_Rows_
• • • •

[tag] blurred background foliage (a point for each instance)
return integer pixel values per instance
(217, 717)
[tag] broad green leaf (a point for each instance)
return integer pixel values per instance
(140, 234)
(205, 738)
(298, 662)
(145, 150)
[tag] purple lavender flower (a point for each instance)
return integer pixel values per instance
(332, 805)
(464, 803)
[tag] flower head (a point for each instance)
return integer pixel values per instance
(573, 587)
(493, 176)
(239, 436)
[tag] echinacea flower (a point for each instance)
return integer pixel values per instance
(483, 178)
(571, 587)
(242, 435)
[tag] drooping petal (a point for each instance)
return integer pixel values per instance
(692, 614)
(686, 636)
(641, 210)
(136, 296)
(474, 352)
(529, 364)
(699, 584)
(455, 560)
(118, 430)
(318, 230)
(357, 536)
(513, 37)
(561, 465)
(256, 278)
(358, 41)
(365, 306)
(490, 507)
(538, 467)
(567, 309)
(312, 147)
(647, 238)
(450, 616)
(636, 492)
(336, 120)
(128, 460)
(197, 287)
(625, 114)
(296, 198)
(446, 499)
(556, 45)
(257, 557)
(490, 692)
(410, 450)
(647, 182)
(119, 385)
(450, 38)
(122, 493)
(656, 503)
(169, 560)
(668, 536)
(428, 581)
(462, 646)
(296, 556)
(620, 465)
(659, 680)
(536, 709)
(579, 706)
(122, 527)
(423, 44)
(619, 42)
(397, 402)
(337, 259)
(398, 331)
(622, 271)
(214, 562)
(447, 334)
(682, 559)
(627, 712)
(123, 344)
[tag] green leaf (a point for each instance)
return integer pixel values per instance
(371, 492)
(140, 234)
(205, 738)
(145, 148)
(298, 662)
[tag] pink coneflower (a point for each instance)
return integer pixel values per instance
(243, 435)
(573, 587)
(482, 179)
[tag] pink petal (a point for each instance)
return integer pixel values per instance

• • • •

Retype the records above word for word, from the line containing "[tag] flower head (a point for each instance)" through the last line of the records, with both of those lines included.

_Output of the exercise_
[tag] flower head (a point for each instance)
return integer pixel values per instance
(573, 587)
(493, 176)
(239, 436)
[tag] echinacea flower (a point for each instance)
return integer pixel values per instance
(483, 178)
(571, 587)
(242, 435)
[tag] drooping petal (a point for each instance)
return integer pixel values per instance
(692, 614)
(686, 636)
(641, 210)
(136, 296)
(474, 352)
(529, 364)
(699, 584)
(455, 560)
(118, 430)
(318, 230)
(357, 536)
(513, 37)
(561, 465)
(256, 278)
(358, 41)
(365, 306)
(490, 507)
(538, 467)
(567, 309)
(312, 147)
(647, 238)
(450, 616)
(636, 492)
(336, 120)
(128, 460)
(197, 287)
(625, 114)
(296, 198)
(446, 499)
(556, 45)
(257, 557)
(490, 692)
(410, 450)
(647, 182)
(119, 385)
(450, 38)
(122, 493)
(656, 503)
(169, 560)
(668, 536)
(428, 581)
(462, 646)
(296, 556)
(620, 465)
(659, 680)
(536, 709)
(579, 706)
(122, 527)
(423, 44)
(619, 42)
(397, 402)
(337, 259)
(398, 331)
(622, 271)
(214, 562)
(447, 334)
(682, 559)
(627, 712)
(123, 344)
[tag] green leaf (a point for each instance)
return integer pixel values per instance
(371, 492)
(140, 234)
(205, 738)
(145, 148)
(298, 662)
[tag] pink coneflower (a point for each instance)
return integer pixel values per instance
(243, 435)
(573, 587)
(482, 179)
[tag] pink petal (a point for each instance)
return integer pixel values per instance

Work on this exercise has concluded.